[QUOTED PASSAGE]
BEGIN
# Which DNS server software?



## subnetspider (Mar 20, 2022)

Hello everyone,

I want to migrate my current DNS server from a Windows Server to FreeBSD.
The DNS server should have the following features:

Authorative DNS (for my Internal network only)
Resolving DNS
High Availability
So far I have found named(8) (aka. BIND9) and nsd(8) + local-unbound(8) as possibilities, are there any (better) alternatives or recommendations?

I'm also considering using ansible for my DNS zone management, would there be any downsides to manually syncing the zone and config files between two identical DNS Servers instead of using HA?

Thanks in advance


----------



## hardworkingnewbie (Mar 20, 2022)

Well BIND9 is the granddaddy of name servers. It works, but it's also quite old. But then again since it's old there's lot of documentation around.

Unbound and NSD you've already found, note also that Unbound is the default DNS resolver of FreeBSD.

Another implementation, also from the Netherlands, is PowerDNS which also has its own resolver.

And then there's also KnotDNS from CZ.NIC, which also has a resolver as well.

If you want it smaller, there's dnsmasq. Personally I would not use that one.


----------



## Jose (Mar 21, 2022)
END
[DATA EXTRACT]
BEGIN
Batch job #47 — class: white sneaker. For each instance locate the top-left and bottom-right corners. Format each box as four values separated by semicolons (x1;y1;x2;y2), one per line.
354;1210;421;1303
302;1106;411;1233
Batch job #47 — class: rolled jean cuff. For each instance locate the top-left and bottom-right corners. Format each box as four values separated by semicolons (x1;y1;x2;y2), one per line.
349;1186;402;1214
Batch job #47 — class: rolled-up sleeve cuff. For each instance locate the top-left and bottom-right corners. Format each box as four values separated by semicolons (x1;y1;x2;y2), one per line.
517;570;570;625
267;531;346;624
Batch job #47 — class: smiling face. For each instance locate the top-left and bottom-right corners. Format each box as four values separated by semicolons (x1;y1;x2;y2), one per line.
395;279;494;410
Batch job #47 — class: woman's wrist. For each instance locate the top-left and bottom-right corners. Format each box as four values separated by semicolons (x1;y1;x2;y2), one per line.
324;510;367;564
END
BEGIN
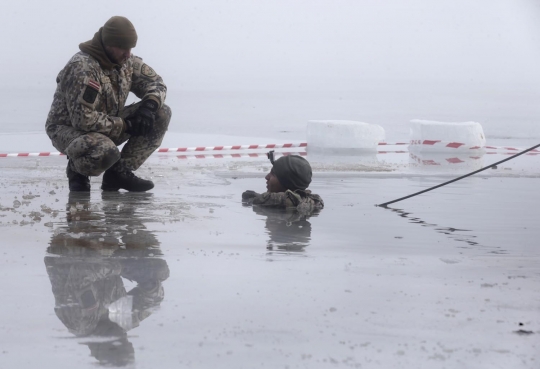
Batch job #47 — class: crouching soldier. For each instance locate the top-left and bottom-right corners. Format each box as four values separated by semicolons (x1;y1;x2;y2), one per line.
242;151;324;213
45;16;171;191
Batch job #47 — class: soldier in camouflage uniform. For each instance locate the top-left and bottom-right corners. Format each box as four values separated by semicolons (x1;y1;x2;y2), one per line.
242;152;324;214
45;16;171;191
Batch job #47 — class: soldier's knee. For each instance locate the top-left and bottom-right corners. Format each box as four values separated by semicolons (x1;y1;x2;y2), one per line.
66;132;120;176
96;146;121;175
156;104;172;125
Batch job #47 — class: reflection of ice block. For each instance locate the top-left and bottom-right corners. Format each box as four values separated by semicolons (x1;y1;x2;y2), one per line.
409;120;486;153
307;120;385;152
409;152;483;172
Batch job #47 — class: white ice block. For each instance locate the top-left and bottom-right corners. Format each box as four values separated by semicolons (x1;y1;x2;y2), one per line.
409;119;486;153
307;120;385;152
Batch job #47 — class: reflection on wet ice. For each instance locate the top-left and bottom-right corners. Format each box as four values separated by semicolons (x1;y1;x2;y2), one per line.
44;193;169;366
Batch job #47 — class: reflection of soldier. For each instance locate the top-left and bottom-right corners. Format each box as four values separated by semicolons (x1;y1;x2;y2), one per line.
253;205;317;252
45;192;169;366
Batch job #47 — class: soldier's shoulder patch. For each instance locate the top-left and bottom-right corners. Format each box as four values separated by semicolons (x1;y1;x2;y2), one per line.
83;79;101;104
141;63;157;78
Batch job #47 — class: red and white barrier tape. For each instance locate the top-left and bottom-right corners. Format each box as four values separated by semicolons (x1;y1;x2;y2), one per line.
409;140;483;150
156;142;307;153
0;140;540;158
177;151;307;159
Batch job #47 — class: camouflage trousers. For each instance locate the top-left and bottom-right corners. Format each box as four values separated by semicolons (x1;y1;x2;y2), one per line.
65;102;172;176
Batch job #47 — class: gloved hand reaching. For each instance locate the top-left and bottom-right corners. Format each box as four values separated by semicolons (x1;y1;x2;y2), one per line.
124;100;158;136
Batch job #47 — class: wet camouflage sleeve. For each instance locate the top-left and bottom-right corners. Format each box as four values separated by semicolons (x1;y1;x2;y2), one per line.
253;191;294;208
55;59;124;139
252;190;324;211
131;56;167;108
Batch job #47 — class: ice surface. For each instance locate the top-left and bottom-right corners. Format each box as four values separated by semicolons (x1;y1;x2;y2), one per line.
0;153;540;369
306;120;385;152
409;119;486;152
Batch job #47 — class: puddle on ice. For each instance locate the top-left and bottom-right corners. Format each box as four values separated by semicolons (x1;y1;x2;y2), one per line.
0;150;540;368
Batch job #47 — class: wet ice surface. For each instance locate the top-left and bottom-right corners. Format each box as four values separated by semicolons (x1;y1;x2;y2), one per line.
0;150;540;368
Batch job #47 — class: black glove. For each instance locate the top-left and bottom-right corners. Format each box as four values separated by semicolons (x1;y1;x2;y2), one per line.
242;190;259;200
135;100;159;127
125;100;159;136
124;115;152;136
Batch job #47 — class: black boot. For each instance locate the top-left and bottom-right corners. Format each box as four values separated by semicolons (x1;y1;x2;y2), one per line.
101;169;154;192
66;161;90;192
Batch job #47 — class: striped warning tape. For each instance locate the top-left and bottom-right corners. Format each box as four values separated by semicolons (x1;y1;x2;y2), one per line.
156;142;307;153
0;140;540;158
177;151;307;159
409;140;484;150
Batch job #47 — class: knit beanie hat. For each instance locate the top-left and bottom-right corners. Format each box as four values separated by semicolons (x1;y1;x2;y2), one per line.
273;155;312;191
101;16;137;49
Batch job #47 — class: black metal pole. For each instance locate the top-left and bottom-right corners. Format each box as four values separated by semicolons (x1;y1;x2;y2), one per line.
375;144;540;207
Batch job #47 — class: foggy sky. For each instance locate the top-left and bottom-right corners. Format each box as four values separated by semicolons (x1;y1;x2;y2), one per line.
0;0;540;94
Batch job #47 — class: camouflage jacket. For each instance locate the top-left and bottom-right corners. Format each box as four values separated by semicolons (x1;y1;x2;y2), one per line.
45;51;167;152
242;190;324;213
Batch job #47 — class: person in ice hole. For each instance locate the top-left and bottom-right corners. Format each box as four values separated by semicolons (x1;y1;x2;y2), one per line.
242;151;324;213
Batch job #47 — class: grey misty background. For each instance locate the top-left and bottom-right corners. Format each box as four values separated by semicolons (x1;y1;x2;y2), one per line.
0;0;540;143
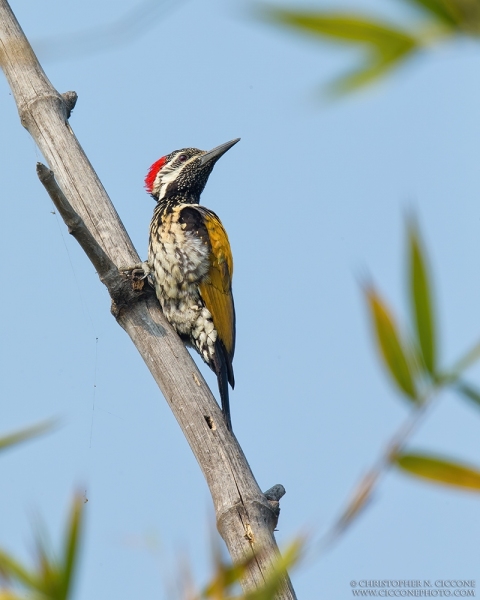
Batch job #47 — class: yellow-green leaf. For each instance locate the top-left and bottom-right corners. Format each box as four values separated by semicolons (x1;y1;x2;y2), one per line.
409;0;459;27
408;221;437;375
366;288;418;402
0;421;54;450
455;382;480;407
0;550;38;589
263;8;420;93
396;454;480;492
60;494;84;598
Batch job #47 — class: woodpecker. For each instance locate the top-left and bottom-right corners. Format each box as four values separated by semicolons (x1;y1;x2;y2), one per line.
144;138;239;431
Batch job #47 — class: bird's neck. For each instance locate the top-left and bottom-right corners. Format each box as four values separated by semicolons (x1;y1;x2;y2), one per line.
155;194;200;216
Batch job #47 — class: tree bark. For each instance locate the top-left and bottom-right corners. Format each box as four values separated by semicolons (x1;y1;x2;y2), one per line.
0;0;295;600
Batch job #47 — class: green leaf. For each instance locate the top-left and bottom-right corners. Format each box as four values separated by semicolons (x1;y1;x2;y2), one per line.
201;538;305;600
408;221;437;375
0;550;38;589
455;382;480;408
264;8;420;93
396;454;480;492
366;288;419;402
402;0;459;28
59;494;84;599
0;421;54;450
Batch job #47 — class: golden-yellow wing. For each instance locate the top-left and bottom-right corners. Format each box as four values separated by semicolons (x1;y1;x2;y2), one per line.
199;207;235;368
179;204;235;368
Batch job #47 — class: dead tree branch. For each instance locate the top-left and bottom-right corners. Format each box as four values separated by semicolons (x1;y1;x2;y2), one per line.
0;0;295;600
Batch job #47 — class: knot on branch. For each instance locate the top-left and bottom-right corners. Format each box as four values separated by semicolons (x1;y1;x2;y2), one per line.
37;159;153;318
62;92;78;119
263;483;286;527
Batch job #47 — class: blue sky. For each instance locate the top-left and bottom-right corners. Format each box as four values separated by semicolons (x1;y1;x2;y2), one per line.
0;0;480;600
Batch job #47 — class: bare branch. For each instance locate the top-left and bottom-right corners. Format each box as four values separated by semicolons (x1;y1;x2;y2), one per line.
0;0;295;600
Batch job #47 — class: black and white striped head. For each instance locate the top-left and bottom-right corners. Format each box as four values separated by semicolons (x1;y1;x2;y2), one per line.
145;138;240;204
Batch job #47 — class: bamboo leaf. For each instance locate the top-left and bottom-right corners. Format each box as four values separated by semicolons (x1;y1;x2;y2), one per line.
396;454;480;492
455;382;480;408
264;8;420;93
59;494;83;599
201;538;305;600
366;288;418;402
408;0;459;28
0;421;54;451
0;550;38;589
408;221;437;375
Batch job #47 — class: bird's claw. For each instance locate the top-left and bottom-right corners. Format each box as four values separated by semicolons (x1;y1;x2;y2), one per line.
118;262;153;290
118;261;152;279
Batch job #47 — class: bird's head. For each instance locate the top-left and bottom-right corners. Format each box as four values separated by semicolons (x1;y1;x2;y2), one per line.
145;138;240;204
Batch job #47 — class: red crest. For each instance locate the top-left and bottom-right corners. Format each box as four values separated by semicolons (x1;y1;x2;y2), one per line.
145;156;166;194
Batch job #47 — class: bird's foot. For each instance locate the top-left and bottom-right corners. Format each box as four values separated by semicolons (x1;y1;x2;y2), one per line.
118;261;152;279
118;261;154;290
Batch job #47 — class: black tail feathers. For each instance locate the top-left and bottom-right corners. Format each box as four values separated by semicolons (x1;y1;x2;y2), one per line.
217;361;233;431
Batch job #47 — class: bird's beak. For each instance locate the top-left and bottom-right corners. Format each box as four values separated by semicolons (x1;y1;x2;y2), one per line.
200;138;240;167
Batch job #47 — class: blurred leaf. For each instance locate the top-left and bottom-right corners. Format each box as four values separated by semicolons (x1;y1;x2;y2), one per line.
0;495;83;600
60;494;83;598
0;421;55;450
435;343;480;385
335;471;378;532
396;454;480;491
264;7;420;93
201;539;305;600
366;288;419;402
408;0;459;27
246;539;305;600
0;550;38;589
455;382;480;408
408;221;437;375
END
[PROBLEM REQUIREMENTS]
Answer these from the DNS server thread:
(a) Which two options had subnetspider found so far?
(b) What does the thread name as the default DNS resolver of FreeBSD?
(c) Which implementation comes from CZ.NIC?

[SOLVED PROBLEM]
(a) named(8) (aka. BIND9), and nsd(8) + local-unbound(8)
(b) Unbound
(c) KnotDNS